Starting with the line that mentions "Task: locate every instance of the white wing", repeat each line verbatim until the entries end, both ends included.

*** Working data Section Begins ***

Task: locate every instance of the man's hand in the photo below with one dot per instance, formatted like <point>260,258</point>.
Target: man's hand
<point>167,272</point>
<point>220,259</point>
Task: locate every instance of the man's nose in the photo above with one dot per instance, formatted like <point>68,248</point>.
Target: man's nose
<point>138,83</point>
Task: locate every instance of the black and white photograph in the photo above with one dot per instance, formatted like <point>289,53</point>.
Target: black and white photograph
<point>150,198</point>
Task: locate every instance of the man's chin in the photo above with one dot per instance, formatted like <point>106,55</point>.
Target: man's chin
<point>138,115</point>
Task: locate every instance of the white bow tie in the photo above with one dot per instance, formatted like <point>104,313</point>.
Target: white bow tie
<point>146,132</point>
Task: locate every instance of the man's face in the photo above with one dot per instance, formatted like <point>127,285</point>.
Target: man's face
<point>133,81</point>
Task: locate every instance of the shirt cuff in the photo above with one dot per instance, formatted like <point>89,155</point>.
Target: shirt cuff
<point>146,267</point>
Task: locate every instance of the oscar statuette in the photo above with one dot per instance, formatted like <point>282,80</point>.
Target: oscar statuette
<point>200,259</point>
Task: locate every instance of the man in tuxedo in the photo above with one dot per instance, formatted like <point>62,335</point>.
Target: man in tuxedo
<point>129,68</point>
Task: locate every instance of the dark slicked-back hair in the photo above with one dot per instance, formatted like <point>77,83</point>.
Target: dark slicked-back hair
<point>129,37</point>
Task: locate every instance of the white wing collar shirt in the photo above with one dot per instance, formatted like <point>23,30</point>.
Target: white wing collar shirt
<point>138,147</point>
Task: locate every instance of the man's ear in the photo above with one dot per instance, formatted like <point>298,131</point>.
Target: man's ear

*** Working data Section Ends ***

* Output of the task *
Task: locate every instance of the white wing collar shirt in the photo above with one dot per instance, formatted like <point>23,30</point>.
Target: white wing collar shirt
<point>138,147</point>
Task: locate every instance of the man's ear in the photo above with one dot per instance, formatted like <point>298,131</point>.
Target: man's ear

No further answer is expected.